> _Set problem_: Change every occurrence of "outline" in the material below to "boundary", and reproduce everything else without alteration.

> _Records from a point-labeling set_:

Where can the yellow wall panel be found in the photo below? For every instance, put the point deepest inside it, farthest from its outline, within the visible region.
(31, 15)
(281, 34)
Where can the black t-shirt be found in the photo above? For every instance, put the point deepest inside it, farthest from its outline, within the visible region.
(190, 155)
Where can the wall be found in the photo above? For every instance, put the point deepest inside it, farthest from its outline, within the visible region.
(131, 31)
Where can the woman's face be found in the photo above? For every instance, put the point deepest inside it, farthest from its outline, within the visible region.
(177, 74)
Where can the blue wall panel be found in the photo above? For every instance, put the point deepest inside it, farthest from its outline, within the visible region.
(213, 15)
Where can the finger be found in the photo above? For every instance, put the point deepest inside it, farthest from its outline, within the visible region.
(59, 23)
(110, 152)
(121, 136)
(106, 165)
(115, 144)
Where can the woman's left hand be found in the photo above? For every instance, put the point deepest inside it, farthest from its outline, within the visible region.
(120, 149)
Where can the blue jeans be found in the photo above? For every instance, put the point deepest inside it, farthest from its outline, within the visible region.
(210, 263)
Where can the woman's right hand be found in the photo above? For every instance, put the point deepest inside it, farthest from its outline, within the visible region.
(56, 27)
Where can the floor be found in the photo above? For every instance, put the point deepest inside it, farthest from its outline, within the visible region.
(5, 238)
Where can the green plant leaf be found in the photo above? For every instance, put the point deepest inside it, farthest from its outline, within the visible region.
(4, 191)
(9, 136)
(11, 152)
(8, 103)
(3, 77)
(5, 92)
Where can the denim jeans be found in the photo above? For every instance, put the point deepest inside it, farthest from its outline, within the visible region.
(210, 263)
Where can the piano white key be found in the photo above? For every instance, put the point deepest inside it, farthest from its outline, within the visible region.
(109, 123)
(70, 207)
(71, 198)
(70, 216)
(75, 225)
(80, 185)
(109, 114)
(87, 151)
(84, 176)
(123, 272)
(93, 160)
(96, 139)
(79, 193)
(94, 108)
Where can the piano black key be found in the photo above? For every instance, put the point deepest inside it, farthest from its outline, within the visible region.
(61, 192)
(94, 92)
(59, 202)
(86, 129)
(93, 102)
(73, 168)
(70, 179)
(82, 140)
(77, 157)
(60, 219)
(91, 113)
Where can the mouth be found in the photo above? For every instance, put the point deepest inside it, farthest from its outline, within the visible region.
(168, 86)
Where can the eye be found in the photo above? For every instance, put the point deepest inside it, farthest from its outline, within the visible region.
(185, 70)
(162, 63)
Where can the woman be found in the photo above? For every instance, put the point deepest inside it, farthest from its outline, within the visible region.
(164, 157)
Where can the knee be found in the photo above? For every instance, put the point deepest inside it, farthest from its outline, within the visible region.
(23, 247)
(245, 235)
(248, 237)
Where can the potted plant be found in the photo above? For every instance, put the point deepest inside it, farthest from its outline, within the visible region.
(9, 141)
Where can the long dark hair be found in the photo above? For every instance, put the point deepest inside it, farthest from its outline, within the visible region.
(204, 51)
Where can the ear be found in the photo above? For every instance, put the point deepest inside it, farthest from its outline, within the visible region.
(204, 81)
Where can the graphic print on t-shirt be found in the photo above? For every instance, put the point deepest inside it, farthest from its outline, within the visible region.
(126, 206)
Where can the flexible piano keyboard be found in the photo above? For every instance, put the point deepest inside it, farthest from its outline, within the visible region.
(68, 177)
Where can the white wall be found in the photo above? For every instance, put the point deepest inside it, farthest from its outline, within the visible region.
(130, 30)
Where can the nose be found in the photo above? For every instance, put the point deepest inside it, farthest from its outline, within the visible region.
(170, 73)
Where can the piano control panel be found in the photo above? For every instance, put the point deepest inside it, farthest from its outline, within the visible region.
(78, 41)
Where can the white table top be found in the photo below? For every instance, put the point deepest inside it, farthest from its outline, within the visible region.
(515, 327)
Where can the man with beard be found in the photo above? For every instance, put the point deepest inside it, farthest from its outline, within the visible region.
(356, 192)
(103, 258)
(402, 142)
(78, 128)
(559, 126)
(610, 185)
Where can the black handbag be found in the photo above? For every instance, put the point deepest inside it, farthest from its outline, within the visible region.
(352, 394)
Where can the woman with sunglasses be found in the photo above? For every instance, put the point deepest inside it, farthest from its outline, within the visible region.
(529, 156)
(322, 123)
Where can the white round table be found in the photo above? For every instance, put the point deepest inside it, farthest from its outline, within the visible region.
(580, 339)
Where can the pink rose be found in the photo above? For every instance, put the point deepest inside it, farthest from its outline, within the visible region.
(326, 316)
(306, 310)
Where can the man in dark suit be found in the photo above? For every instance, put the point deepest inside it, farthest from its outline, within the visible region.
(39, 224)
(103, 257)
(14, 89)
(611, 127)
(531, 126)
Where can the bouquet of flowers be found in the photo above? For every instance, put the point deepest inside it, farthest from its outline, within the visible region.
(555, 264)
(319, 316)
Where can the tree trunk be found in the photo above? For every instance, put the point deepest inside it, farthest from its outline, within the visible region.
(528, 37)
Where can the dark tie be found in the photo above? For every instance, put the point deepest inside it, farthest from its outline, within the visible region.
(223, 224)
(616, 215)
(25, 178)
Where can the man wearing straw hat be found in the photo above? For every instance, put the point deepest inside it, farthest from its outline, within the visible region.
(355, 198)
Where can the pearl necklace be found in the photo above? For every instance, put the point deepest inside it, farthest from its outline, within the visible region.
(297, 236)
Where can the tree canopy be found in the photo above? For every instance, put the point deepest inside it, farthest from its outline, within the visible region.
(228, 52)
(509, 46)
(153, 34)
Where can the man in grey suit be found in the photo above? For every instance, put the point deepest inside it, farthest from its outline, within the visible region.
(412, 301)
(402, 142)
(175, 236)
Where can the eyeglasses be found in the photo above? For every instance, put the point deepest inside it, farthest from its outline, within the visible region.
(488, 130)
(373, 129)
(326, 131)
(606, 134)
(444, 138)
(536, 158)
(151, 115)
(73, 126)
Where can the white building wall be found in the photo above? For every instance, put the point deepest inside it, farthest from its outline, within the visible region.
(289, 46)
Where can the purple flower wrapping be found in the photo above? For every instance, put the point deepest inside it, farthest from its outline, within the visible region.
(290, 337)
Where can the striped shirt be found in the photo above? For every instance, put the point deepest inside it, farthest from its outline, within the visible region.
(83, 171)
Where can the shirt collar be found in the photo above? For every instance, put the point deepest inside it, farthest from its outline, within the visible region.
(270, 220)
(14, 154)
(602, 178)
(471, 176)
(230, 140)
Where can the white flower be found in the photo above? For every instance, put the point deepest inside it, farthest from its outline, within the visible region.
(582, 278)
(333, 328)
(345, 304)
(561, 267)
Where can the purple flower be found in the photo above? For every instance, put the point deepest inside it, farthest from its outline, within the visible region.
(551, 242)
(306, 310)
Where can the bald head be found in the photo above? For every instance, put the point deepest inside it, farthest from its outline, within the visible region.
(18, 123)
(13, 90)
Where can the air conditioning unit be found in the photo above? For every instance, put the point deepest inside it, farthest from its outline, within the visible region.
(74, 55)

> _Exercise answer_:
Where can the yellow wall panel be found in the photo below? For every instance, put the point deepest inside it, farthest from its boundary, within the visible region.
(31, 15)
(281, 34)
Where can the black t-shirt be found in the photo above? For every instance, put the point deepest inside it, farthest from its boundary, within the visible region.
(190, 155)
Where can the wall be found in the photo above? For every instance, put the point deepest inside it, farthest from its boundary, within the visible region.
(131, 31)
Where can the woman's face be found in the photo above? For every instance, put the point deepest inside it, farthest from its boundary, within the visible region.
(177, 74)
Where can the blue wall panel be found in the photo above? For every instance, put the point deepest inside it, farthest from its boundary, within the visible region.
(213, 15)
Where can the finger be found in the photo above? For every instance, put the point deepest inside it, farthest from its boundary, within the visible region.
(59, 23)
(110, 152)
(121, 136)
(106, 165)
(115, 144)
Where can the woman's left hand be found in the photo above? For every instance, put the point deepest inside it, farthest from its boundary, within the visible region.
(120, 149)
Where can the blue jeans be found in the photo above? For every instance, put the point deepest inside it, farthest from its boundary, within the visible region.
(210, 263)
Where can the woman's right hand be found in the photo above? For every instance, put the point deepest inside it, farthest from its boundary, within the visible region.
(56, 27)
Where can the floor be found in the photo above? For every instance, put the point deepest inside it, farthest from its boundary, within the visible region.
(5, 238)
Where can the green plant leaf be found in the photo above? For every instance, put the point deepest inside it, farthest from its boundary, within the visible region.
(4, 191)
(9, 136)
(11, 152)
(8, 103)
(3, 77)
(5, 92)
Where can the denim jeans be found in the photo above? For every instance, put the point deepest inside it, farthest from its boundary, within the visible region.
(210, 263)
Where can the piano white key be found in the photo above? For every instance, put the point deepest inside it, farthest from its boundary, within the visible region.
(109, 123)
(70, 207)
(71, 198)
(70, 216)
(75, 225)
(80, 185)
(109, 114)
(87, 151)
(84, 176)
(123, 272)
(93, 160)
(96, 139)
(79, 193)
(94, 108)
Where can the piano black key be found in the photo above? For every instance, put the point deepest inside it, farthest from its boundary, within the visible region.
(61, 192)
(94, 92)
(59, 202)
(86, 129)
(93, 102)
(73, 168)
(70, 179)
(82, 140)
(77, 157)
(60, 219)
(91, 113)
Where can the mouth be found in the photo above? For every instance, put the point deepest inside it, farthest from its boundary, within the visible region.
(168, 86)
Where can the eye be found in the photo above? For every instance, put the point deepest inside it, farthest from its boundary, within the visible region.
(185, 70)
(162, 63)
Where can the woman be found in the photo above? For every instance, put the point deepest inside it, farthest from its boundary, within the visible region.
(164, 157)
Where can the knee be found in the photo above? For every instance, put the point deepest inside it, farthest from its boundary, within the visible region.
(23, 247)
(245, 235)
(248, 237)
Where can the potted plant be found in the photo above? For every instance, put the point deepest inside it, farthest from its boundary, within the visible region.
(9, 141)
Where can the long dark hair be found in the photo above? For every instance, put the point deepest inside it, farthest from its boundary, within the visible region.
(204, 51)
Where can the ear be found in the photo above? For every instance, put the point deepest inside it, farthest from its boundary, within the visible region.
(204, 81)
Where can the graphic print on t-shirt be found in the photo above? For every instance, put the point deepest inside it, farthest from its boundary, within the visible region.
(126, 206)
Where can the flexible piano keyboard be found in the photo above? For every instance, put the point deepest inside it, farthest from its boundary, within the visible region.
(68, 177)
Where can the white wall be found in the photo above? For every instance, put the point deepest inside it, farthest from its boundary, within the visible region.
(130, 30)
Where can the nose be found in the photo above? For every instance, put the point deepest inside it, farthest from its boundary, within the visible region.
(170, 73)
Where can the piano control panel be found in the photo above? For every instance, put the point deepest inside it, farthest from its boundary, within the visible region.
(78, 41)
Where can the white table top be found in the photo below? For every instance, put the point deepest inside it, farthest from its boundary, within the visible region.
(515, 327)
Where can the man with beard be found in the photo above? For every instance, put the point deepest inside it, farthest from its boundary, within the visible region.
(356, 192)
(103, 258)
(402, 142)
(78, 128)
(559, 126)
(610, 185)
Where can the black handbag be found in the photo above? For every instance, put the point deepest inside it, farthest from its boundary, within the visible region.
(352, 394)
Where can the woman with sunglasses be found in the photo above? For every instance, put the point deepest inside it, farthest from its boundary, within the visible region.
(529, 156)
(322, 123)
Where can the white round table be found in the photo above? For every instance, put the point deepest inside it, farthest from its boundary, within the visible region.
(580, 339)
Where can the pink rose be found in the photo above? For every instance, put the point deepest inside it, farthest from its boundary, within the visible region.
(326, 316)
(306, 310)
Where can the man in dark suit be found in the photo above? For every instance, put the point deepest inside it, farthest from its boundary, within the visible region.
(39, 224)
(103, 257)
(14, 89)
(611, 127)
(531, 126)
Where can the bouquet of flowers be found in the photo above? For every instance, put the point deepest inside it, farthest from its boundary, within the visible region.
(555, 264)
(319, 316)
Where can the tree trunk be found in the photo above? For every instance, put the point deepest inside it, farthest from its boundary, within the visible region.
(528, 37)
Where can the dark tie be found in the photo above? For every instance, put the point deepest inside it, farthest from its boundary, within the visible region.
(223, 224)
(616, 215)
(25, 178)
Where can the man wearing straw hat be found in the photo above? For every instance, put the point deepest inside it, farthest from its boundary, within the visible region.
(355, 198)
Where can the pearl necklace be found in the photo above? For every instance, put the point deepest inside it, farthest from its boundary, within the visible region.
(297, 236)
Where can the tree canopy be found in the photo above? For every instance, put the point deepest inside it, farthest from its boundary, within the visible region.
(228, 52)
(509, 46)
(153, 34)
Where can the man in grey suit be found in the photo above? For every instance, put the point deepest inside it, farthest from its boundary, within the visible region.
(412, 301)
(402, 142)
(175, 236)
Where can the eyeglasses be found in the photo above? For every instance, put the point deepest inside it, farthest from its boundary, within the visible region.
(488, 130)
(373, 129)
(326, 131)
(606, 134)
(444, 138)
(536, 158)
(151, 115)
(73, 126)
Where can the white building wall be found in the photo above? For every instance, put the point deepest inside it, farthest from its boundary, within the visible region.
(289, 46)
Where can the purple flower wrapping be found in the photo above? For every instance, put the point deepest inside it, farthest from its boundary, within the visible region.
(290, 337)
Where can the striped shirt be found in the photo above? For every instance, put the point deepest inside it, farthest from its boundary, within the visible region.
(83, 171)
Where can the shirt collar be found in the photo above? For every instance, put the point deepest inside it, farthest from its boundary, within the visible region.
(270, 220)
(14, 154)
(602, 178)
(471, 176)
(230, 140)
Where can the white flower be found in the photo above? For every instance, put the point deepest inside it, farthest from its boundary, within the visible region.
(582, 278)
(333, 328)
(345, 304)
(561, 267)
Where can the purple flower be found in the photo above? For every instance, put the point deepest inside it, farthest from its boundary, within the visible region.
(551, 242)
(306, 310)
Where can the bald head be found in the photo above? For every instance, put the point deepest inside it, farthest from its boundary, within the visible region.
(18, 123)
(13, 90)
Where can the air conditioning unit be found in the photo above? For every instance, put the point deepest inside it, farthest from its boundary, within the visible region.
(74, 55)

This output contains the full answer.